- [PASSAGE TO READ]

Volume > Issue > The Weight of Anchises

The Weight of Anchises

WHAT DOES PIETAS REQUIRE?

By Jake Neu | October 2018
Jake Neu is an attorney at Bradley Arant Boult Cummings, LLP, in Nashville, Tennessee.

It is one of the most famous images in Western literature: The Trojan hero Aeneas, covered in blood and wielding his sword in one hand while leading his child with the other, bears his elderly father, Anchises, on his shoulders through the flames of fallen Troy. Exiled from his home, Aeneas sets out for Crete and then Italy, following Anchises’s direction to “yet restore this ruin’d town.” Anchises dies before Aeneas reaches the Latin shore, yet his memory hangs heavily over Aeneas’s task to establish a new Troy on the banks of the Tiber. In shouldering the literal and figurative weight of Anchises, he becomes “pius Aeneas,” the embodiment of pietas, that Roman virtue concerning the honor and duty owed toward one’s ancestors and nation.

- [ENTRIES SHOWN]
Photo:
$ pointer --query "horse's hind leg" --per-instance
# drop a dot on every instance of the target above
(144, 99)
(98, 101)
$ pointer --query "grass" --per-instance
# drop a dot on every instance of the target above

- [PROBLEM DETAILS]
Set down everything in the essay on Aeneas and Anchises from "It is one of" down to "ancestors and nation.", word for word. The listing plays no part in what comes next.

- [FINAL ANSWER]
It is one of the most famous images in Western literature: The Trojan hero Aeneas, covered in blood and wielding his sword in one hand while leading his child with the other, bears his elderly father, Anchises, on his shoulders through the flames of fallen Troy. Exiled from his home, Aeneas sets out for Crete and then Italy, following Anchises’s direction to “yet restore this ruin’d town.” Anchises dies before Aeneas reaches the Latin shore, yet his memory hangs heavily over Aeneas’s task to establish a new Troy on the banks of the Tiber. In shouldering the literal and figurative weight of Anchises, he becomes “pius Aeneas,” the embodiment of pietas, that Roman virtue concerning the honor and duty owed toward one’s ancestors and nation.